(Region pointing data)
########
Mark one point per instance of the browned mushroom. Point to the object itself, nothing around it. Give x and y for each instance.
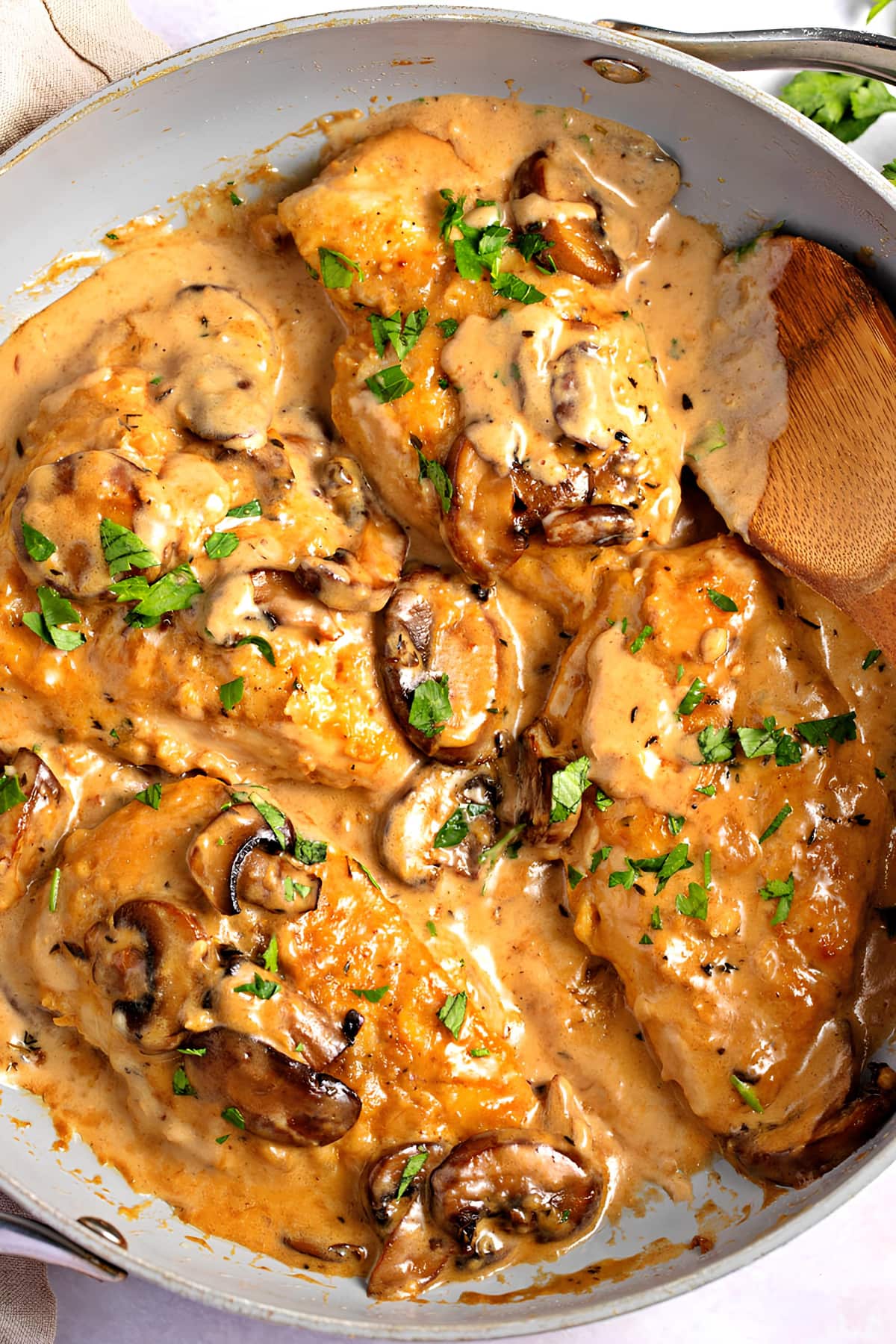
(277, 1098)
(579, 243)
(30, 830)
(414, 1251)
(445, 820)
(435, 626)
(361, 576)
(524, 1182)
(833, 1140)
(240, 859)
(218, 356)
(66, 502)
(149, 962)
########
◆ INSTRUCTIONS FOR THE TASK: What is needed here is each line above set down word for word, minus the images.

◆ RESULT OF THE EXERCISE:
Mark one point per instance of the browned mushroom. Point to the object itself, nothing around it. Give x and y for each instance.
(277, 1098)
(579, 243)
(30, 830)
(414, 1251)
(445, 820)
(435, 626)
(361, 576)
(524, 1182)
(833, 1140)
(240, 859)
(218, 356)
(66, 502)
(149, 962)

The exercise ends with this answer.